When you start cycling, there’s a whole glossary of jargon to get your head around, and one of the most cryptic is “cadence”. What is cadence and why is it important to your riding?
What is cadence?
Cadence is fundamentally very simple: it’s the number of revolutions your pedals make per minute as you ride. But you don’t have to spend too long cycling to see that riders will often pedal at different rates.
Watch a bunch of pros in a race and they’ll seem to be pedalling really fast, particularly on a flat course. Their cadence will typically be very high, often 100 revolutions per minute (rpm) or more.
Most will be pedalling slightly slower on a climb, but still much faster than the average cyclist. Chris Froome’s extreme climbing style is a prime example of this, with a cadence still often around 100rpm even going uphill.
On the other hand, the average recreational rider will typically pedal much slower, at around 60rpm, while a fit amateur might be doing 80 to 90rpm.
Does it matter whether you have a high or low cadence? Let’s take a closer look at why cadence matters, how you measure cadence and whether there’s an ideal cadence to aim for.
Why is cadence important?
Cadence is a key measurement because it’s a vital component in the power you put out on the bike. After all, power is a calculation of how hard you push on the pedals (torque) multiplied by how fast you are turning them (cadence).
Cycling at a lower cadence typically puts more strain on your muscles, while a higher cadence shifts the load more to your cardiovascular system, says Dr Xavier Disley of AeroCoach, who has researched cycling efficiency and cadence, working with a number of elite cyclists.
If you have a more muscular build, you’re likely to be more comfortable at a lower cadence, while a wiry rider will probably want to push a lower gear at higher revs. There’s an energy cost to just turning the legs, which will vary with your physique, Disley points out.
Experiments have shown that trying to ride faster at a lower cadence (in a high/difficult gear) is more likely to lead to muscle strains and muscle soreness after a ride than achieving the same speed at a faster cadence, but with a lower load.
On the other hand, too fast a cadence and you’re likely to find your pelvis rocking, which could lower pedalling efficiency. You’ll also tire quickly.
The simplest way to measure your cadence is just to count how many times your legs go up and down in a minute. But for a more accurate record, there are electronic devices (cadence sensors) you can use.

===

DIRECTION — Copy the passage of the cycling cadence text between "When you start" and "even going uphill.", inclusive, changing "pros" to "professionals". You can leave the records aside.

MATERIAL SHOWN —
===

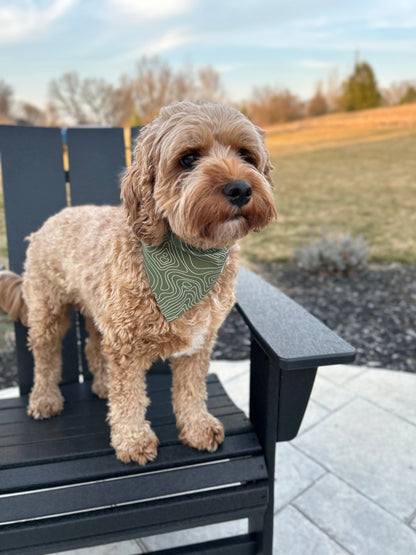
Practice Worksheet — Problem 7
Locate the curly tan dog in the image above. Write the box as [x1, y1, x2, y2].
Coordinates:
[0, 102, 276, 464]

===

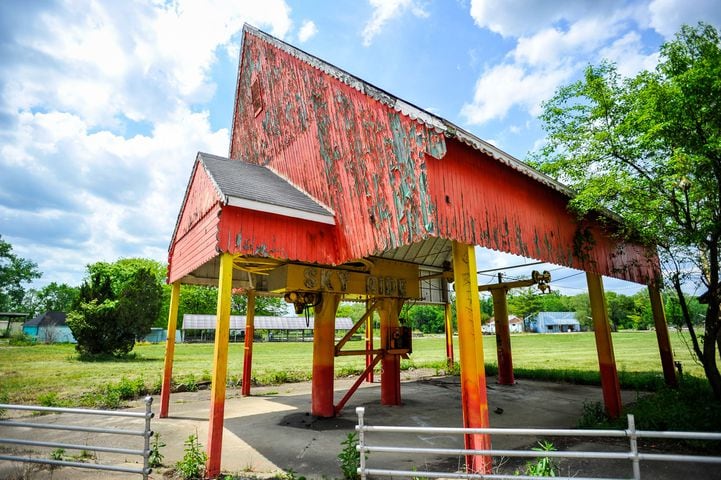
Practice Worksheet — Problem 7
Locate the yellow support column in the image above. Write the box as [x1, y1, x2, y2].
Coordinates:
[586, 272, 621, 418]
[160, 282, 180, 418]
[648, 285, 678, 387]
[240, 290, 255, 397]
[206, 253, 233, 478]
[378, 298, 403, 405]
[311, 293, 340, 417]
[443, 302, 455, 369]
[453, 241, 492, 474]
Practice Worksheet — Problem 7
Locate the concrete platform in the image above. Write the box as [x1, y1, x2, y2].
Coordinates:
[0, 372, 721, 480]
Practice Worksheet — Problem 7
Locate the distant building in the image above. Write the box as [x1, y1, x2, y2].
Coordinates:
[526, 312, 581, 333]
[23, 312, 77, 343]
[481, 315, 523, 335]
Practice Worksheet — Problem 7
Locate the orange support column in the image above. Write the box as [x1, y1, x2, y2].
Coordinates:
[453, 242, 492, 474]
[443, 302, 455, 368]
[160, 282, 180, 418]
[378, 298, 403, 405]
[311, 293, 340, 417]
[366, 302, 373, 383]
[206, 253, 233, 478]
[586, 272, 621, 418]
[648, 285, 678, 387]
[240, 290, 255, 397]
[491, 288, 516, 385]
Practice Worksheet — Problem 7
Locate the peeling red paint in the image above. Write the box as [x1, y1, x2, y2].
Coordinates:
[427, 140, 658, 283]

===

FULL RESPONSE —
When you start cycling, there’s a whole glossary of jargon to get your head around, and one of the most cryptic is “cadence”. What is cadence and why is it important to your riding?
What is cadence?
Cadence is fundamentally very simple: it’s the number of revolutions your pedals make per minute as you ride. But you don’t have to spend too long cycling to see that riders will often pedal at different rates.
Watch a bunch of professionals in a race and they’ll seem to be pedalling really fast, particularly on a flat course. Their cadence will typically be very high, often 100 revolutions per minute (rpm) or more.
Most will be pedalling slightly slower on a climb, but still much faster than the average cyclist. Chris Froome’s extreme climbing style is a prime example of this, with a cadence still often around 100rpm even going uphill.